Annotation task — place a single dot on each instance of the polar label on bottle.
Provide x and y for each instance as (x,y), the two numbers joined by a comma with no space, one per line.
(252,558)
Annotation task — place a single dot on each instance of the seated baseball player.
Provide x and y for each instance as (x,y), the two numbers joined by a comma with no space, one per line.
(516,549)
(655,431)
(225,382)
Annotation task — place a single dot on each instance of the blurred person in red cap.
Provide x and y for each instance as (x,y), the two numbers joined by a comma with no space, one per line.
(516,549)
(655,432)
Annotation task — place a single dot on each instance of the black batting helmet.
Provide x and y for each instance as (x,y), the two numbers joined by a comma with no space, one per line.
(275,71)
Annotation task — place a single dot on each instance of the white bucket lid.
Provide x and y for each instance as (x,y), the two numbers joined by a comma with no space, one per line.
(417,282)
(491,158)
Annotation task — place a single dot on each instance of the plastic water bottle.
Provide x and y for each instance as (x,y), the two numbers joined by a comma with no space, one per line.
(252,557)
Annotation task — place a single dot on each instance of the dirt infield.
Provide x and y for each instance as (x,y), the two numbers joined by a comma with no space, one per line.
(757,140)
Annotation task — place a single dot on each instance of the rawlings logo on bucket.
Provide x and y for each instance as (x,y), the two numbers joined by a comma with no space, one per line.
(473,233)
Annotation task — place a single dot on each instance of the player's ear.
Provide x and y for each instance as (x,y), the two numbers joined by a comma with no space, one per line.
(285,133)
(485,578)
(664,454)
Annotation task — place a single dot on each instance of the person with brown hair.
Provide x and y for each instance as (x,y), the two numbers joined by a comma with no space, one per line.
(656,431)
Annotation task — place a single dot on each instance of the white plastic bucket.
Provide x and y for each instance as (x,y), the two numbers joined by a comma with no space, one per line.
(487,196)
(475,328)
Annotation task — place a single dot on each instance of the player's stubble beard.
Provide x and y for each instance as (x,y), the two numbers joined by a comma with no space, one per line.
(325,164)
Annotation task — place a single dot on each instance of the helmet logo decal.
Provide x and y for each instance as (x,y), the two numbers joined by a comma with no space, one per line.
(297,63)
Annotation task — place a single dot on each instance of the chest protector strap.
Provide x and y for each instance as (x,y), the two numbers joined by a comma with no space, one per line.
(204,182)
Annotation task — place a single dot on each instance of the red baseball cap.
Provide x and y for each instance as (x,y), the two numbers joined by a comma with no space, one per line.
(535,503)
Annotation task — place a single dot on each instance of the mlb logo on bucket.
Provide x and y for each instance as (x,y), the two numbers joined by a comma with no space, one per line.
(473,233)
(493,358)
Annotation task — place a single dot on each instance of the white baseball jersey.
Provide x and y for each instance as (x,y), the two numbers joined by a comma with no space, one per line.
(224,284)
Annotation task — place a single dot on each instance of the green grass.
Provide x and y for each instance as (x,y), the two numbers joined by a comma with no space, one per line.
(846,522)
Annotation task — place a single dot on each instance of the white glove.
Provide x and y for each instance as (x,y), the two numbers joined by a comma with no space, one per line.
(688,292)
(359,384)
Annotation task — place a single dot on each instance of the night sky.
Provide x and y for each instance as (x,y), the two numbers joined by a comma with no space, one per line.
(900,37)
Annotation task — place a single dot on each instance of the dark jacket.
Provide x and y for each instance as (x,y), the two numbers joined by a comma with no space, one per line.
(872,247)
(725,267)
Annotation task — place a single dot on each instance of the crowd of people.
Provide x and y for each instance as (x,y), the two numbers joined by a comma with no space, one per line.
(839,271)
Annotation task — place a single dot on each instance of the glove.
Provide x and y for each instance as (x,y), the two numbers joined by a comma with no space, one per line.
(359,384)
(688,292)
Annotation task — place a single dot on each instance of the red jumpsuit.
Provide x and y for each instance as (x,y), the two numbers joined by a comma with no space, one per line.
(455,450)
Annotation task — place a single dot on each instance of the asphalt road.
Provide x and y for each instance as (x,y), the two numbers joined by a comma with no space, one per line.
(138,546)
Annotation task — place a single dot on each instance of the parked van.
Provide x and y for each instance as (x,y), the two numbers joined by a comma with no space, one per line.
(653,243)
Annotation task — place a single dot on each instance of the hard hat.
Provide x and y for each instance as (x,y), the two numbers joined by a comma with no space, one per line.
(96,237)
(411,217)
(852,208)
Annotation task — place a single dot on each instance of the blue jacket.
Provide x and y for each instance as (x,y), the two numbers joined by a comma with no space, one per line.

++++++++++

> [Assignment]:
Line by line, reproduce the data exactly.

> [Answer box]:
Annotation task — place a single dot on each instance of the polar label on bottle.
Provide x and y for each instance as (x,y), the two numbers joined by a comma with no space, one per line.
(252,558)
Annotation task — place a single dot on each instance of the seated baseball player.
Provide x and y for each instance as (x,y), the two numbers joined by a comma with no space, one per line.
(516,549)
(655,431)
(225,382)
Annotation task — place a single dot on each instance of the blurred person in red cap.
Provide x and y for each instance as (x,y), the two numbers joined by a comma with no space, one per line.
(516,549)
(655,432)
Annotation task — place a single dot on each instance of the black batting helmet.
Provide x and y for each instance as (x,y), the two numbers joined by a comma with no space, one per line.
(275,71)
Annotation task — place a single dot on each instance of the white bucket lid.
Provide x and y for each instance as (x,y), the two numbers joined by a comma with no space, one per line.
(417,282)
(491,158)
Annotation task — place a single dot on each instance of the plastic water bottle.
Provide x and y for each instance as (x,y), the two numbers joined by a comma with no space, one per line.
(252,557)
Annotation task — place a single dot on each instance of the dirt infield.
Provide x and y for each instance as (x,y), the two numbers joined by a comma with no space, one per line.
(757,140)
Annotation task — place a single dot on each instance of the rawlings logo on bucket.
Provide x and y for each instance as (x,y), the two numbers joined by a comma with no space, one per line.
(473,233)
Annotation task — place a single dot on each instance of the player's ear.
Provide x and y for each instance as (x,y), the two numbers joined by a comma with no space, one per line.
(285,133)
(485,578)
(664,454)
Annotation task — place a single dot on each instance of the person with brown hair.
Provide x and y for each instance as (x,y), the two numbers joined by a comma with no space, one per line.
(656,431)
Annotation task — place a single dot on each instance of the white plastic bucket.
Provide x and y for each instance as (x,y), the two numbers joined by a comma with no space, one per line.
(487,196)
(475,328)
Annotation task — place a single dot on each instance of the player's stubble beard.
Provide x and y for each instance as (x,y), the two numbers joined by a comma with no space, one per line.
(325,164)
Annotation task — place a single dot on each instance of the helmet logo decal.
Provide x and y for each instance as (x,y), the two numbers joined by a comma with no space, one per line.
(297,63)
Annotation task — place a single dot on each instance of the chest protector strap.
Provide x and y for each instance as (x,y), the two numbers joined by a comma with no space, one per line.
(204,182)
Annotation task — place a single dot on each instance of the red baseball cap.
Provide x and y for each instance as (x,y), the two numbers joined by a comma with no space, one per line.
(535,503)
Annotation task — place a single dot on each instance of the mlb logo on bucket.
Provide x and y for each instance as (x,y), the two numbers joined by a comma with no space, one per line.
(473,233)
(493,358)
Annotation task — place a single dot on each instance of the white baseball jersey.
Provide x and y for each instance as (x,y), the two numbers joined by a comma with no space, one per line.
(224,284)
Annotation task — place a single dot on each instance of the green grass.
Provide x and y for each instance as (x,y), the two numbers joined by a comma with no space, one per line.
(846,522)
Annotation task — place a single dot on each instance of the white glove.
Provide x and y for each instance as (x,y), the two numbers joined by a comma with no space, one per line.
(688,292)
(359,384)
Annotation task — place a single dot on each instance of the night sky.
Provide x and y for each instance as (x,y), the two numbers joined by a comma with no space, one per line.
(900,37)
Annotation task — place a single dot on each instance of the dark jacket.
Provide x and y for each instance as (x,y), the two numbers joined by a comma with no space, one per line.
(872,247)
(725,267)
Annotation task — place a single dot on each instance of the crowd of people.
Provide x and y for each instance as (x,y), the two numbers joined by a comma with no space, one per line.
(839,271)
Annotation task — place a single dot on each instance of the glove.
Provide x and y for each instance as (x,y), the two numbers joined by a comma with no space, one per line.
(359,384)
(688,292)
Annotation task — place a single dot on each instance of the red jumpsuit.
Provide x and y for each instance as (x,y), the two numbers joined by a comma with no space, one per line.
(455,450)
Annotation task — place a single dot on each instance of the asphalt road.
Provide x and y for each instance as (x,y), the two numbers joined by a comma with no space, one per line.
(138,546)
Annotation task — place a single dot on each instance of the parked van.
Provide x and y for each instance as (x,y), the two numbers joined by a comma with no space, one per line.
(653,243)
Annotation task — place a single dot on each instance of the hard hat.
Provide x and y for each instance as (x,y), the two numbers joined by a comma with no space, one per line.
(96,237)
(411,217)
(852,208)
Annotation task — place a single dot on each instance of the blue jacket.
Provide x and y for each instance as (x,y), the two numbers joined by a comma with no space, one per line.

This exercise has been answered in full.